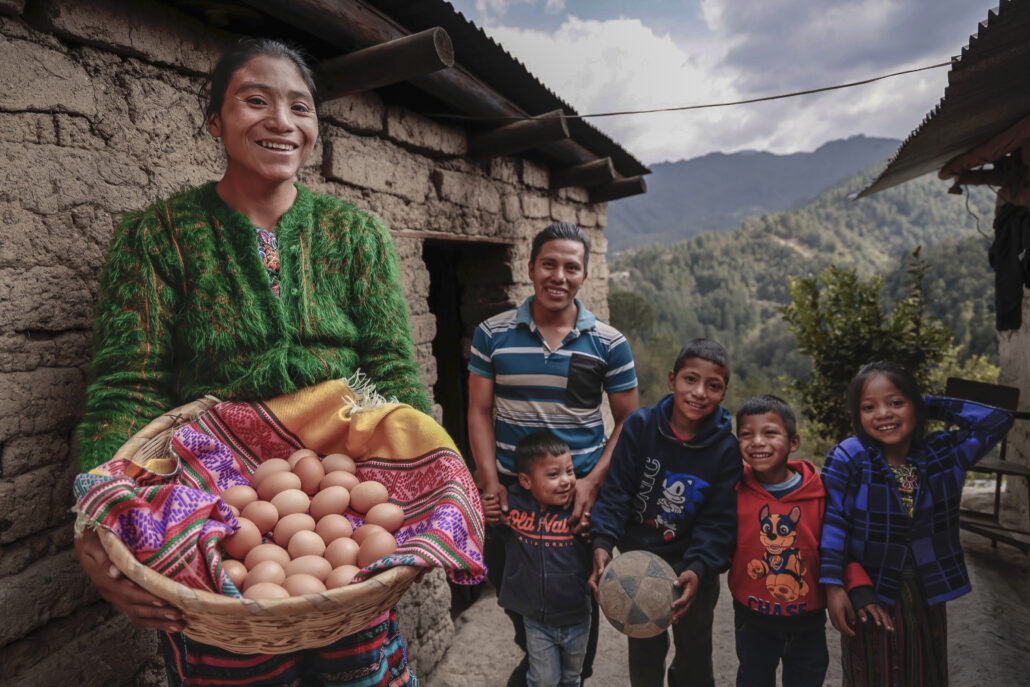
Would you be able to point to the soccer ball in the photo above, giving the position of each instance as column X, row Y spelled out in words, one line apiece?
column 636, row 593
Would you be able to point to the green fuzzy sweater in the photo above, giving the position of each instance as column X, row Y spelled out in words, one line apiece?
column 186, row 310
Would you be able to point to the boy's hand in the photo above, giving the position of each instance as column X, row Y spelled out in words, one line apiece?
column 879, row 615
column 601, row 560
column 688, row 582
column 840, row 610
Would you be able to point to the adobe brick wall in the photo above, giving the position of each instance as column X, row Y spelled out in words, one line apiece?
column 99, row 116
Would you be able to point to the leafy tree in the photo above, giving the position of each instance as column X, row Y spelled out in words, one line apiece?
column 840, row 323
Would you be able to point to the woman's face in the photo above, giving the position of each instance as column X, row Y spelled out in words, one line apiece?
column 268, row 121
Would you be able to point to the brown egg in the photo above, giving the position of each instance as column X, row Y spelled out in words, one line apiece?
column 240, row 543
column 266, row 571
column 329, row 501
column 375, row 546
column 362, row 533
column 367, row 494
column 333, row 526
column 339, row 478
column 342, row 552
column 267, row 552
column 335, row 461
column 316, row 567
column 341, row 577
column 277, row 482
column 288, row 502
column 301, row 584
column 310, row 471
column 263, row 514
column 270, row 467
column 289, row 525
column 388, row 516
column 301, row 453
column 266, row 591
column 239, row 495
column 305, row 543
column 236, row 571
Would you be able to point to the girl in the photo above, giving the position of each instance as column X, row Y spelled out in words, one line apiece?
column 892, row 505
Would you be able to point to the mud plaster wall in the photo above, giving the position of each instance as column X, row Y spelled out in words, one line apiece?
column 99, row 116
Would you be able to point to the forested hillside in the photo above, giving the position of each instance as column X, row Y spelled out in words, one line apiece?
column 729, row 286
column 716, row 192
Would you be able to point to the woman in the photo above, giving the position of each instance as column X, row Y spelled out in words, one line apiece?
column 245, row 289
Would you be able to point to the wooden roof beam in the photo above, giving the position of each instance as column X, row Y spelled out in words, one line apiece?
column 592, row 173
column 391, row 62
column 519, row 136
column 630, row 185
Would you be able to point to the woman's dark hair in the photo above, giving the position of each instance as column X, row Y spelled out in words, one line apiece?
column 213, row 93
column 760, row 405
column 560, row 231
column 905, row 383
column 706, row 349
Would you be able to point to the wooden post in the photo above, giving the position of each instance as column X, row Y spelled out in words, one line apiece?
column 387, row 63
column 519, row 136
column 592, row 173
column 630, row 185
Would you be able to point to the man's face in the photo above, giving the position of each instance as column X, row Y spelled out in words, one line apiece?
column 557, row 274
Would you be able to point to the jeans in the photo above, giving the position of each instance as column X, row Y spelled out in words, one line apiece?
column 759, row 651
column 556, row 653
column 691, row 664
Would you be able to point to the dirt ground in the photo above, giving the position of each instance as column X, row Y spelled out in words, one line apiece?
column 989, row 630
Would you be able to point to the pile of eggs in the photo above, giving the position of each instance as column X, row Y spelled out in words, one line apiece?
column 298, row 504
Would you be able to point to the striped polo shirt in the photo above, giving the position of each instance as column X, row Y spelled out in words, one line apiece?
column 539, row 388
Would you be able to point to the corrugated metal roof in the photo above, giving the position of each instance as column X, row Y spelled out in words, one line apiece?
column 487, row 60
column 988, row 92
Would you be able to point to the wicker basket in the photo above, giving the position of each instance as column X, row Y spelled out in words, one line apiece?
column 247, row 626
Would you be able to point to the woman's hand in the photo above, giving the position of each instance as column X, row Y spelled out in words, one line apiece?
column 688, row 582
column 143, row 609
column 601, row 560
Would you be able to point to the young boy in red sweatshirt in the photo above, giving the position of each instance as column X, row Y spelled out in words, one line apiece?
column 778, row 602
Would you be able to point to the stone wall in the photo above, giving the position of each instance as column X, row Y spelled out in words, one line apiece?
column 99, row 116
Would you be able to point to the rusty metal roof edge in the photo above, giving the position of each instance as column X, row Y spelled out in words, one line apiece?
column 530, row 93
column 968, row 53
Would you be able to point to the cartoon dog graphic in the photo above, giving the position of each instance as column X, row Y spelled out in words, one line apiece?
column 782, row 564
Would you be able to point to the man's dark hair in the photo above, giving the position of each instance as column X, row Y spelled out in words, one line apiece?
column 760, row 405
column 536, row 446
column 560, row 231
column 706, row 349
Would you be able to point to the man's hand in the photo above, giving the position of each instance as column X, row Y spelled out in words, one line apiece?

§

**Exercise brief:**
Extract all the data above exactly, excluding every picture.

**Result of this task:**
Would you be able to point to the soccer ball in the photo above, giving the position of each instance as column X, row Y spelled out in words, one line apiece?
column 636, row 593
Would you be able to point to the green fuzzy sweater in the photo above, giving the position of each instance as column X, row Y spelled out in words, one line apiece?
column 186, row 310
Would you be able to point to the boy's hand in the photo above, giving the position of each instance as column X, row Y spelled out in words, one line apiece?
column 879, row 615
column 601, row 560
column 688, row 582
column 840, row 610
Would you be able to point to the adobe brick wall in the photo above, giving the position of each instance as column X, row Y spelled out in words, one line apiece?
column 99, row 116
Would you be able to point to the leafy tree in the photo above, giving the position of each instance as column X, row Y spelled out in words, one line apiece?
column 840, row 323
Would you be able to point to the woman's face in the photo above, giving the position of each instance as column X, row Y spelled out in words, one line apiece?
column 268, row 121
Would you be able to point to the brown egg in the photo above, giving the position of each instance as column X, row Y spelled out in words, one line apiece?
column 240, row 543
column 266, row 571
column 329, row 501
column 375, row 546
column 362, row 533
column 367, row 494
column 333, row 526
column 339, row 478
column 342, row 552
column 267, row 552
column 335, row 461
column 316, row 567
column 341, row 577
column 277, row 482
column 288, row 502
column 301, row 584
column 310, row 471
column 263, row 514
column 270, row 467
column 289, row 525
column 388, row 516
column 301, row 453
column 266, row 591
column 239, row 495
column 305, row 543
column 236, row 571
Would you be able to point to the girl in the photo above, giving the position of each instance as column X, row Y spelled out in words, one line apiece?
column 892, row 505
Would you be able to point to the mud plaster wall in the photo above, giving the position of each instance as column X, row Y spelled out in words, one line apiece?
column 99, row 116
Would you be able to point to the forested hillside in the photo above, giving the position of each instance as column X, row Y spelled out in words, one line apiece?
column 729, row 286
column 716, row 192
Would you be able to point to the woman in the photo above, giving the position of each instance as column X, row Y spelled out in words, one line apiece?
column 245, row 289
Would you be able to point to the wooden roof beam in the photo above, giving the position of each instance as column X, row Y spelled out in words, one line apiece?
column 592, row 173
column 391, row 62
column 519, row 136
column 630, row 185
Would you be able to point to the woman's dark hair in the photo above, giving the position of each instance as column X, row Y spelled out in words, one line apiece?
column 213, row 93
column 760, row 405
column 560, row 231
column 905, row 383
column 706, row 349
Would you be able to point to the wooden post in the photo above, giving the position of each instance as column X, row Y spelled out in words, one line apiece?
column 387, row 63
column 519, row 136
column 592, row 173
column 630, row 185
Would you be able to point to the man's face in the photo above, giving the position of each instance as column X, row Y spelled out in words, one line apiece?
column 557, row 274
Would you be able to point to the jeans in the photo above, giving the position of each instance as column X, row Y spelled out in words, one line apiece?
column 759, row 651
column 556, row 653
column 691, row 664
Would you be able to point to the dirt ground in the photo above, giving the position of each instance as column X, row Y spelled out in words, one line apiece?
column 989, row 630
Would you be able to point to the pile of eggs in the photo above, giving the position of each instance as column X, row Y spelled out in words, one line apiece?
column 298, row 504
Would you be able to point to the striped polo shirt in the photo above, giving the position of each instance as column X, row Y spelled out in words, one line apiece?
column 539, row 388
Would you be able to point to the corrugated metal roof in the photo above, giving the position of each instance as column X, row Y spelled out in words, one line apiece?
column 487, row 60
column 988, row 92
Would you be able to point to the wicker basket in the photo above, giving the position of each instance as column X, row Y spelled out in words, one line apiece?
column 247, row 626
Would you be able to point to the woman's hand in the photo above, giving the position of each instance as column X, row Y spelled out in words, one line apiece?
column 688, row 582
column 143, row 609
column 601, row 560
Would you be able to point to the young boy in red sweatshirt in the photo above, giving the position of each instance as column X, row Y spelled out in words, one line apiece?
column 778, row 602
Would you be able to point to the stone wall in the photo above, giving the position of each instance as column X, row Y spelled out in words, one line apiece?
column 99, row 116
Would you be able to point to the rusty metal roof edge in the photo above, giving the position of each instance as column X, row Y spelled out in words, one line apiece?
column 530, row 93
column 968, row 53
Would you be able to point to the cartoon dog graphic in the photo above, giving the position of each instance as column X, row Y spelled out in words, one line apiece?
column 782, row 564
Would you be able to point to the man's dark hair in the photo above, giving the position of each instance as column X, row Y spelled out in words, one line apiece?
column 760, row 405
column 536, row 446
column 560, row 231
column 706, row 349
Would you be able to point to the man's hand in the photo above, giving the position of each instance as column X, row Y spelled out in words, one line apiece?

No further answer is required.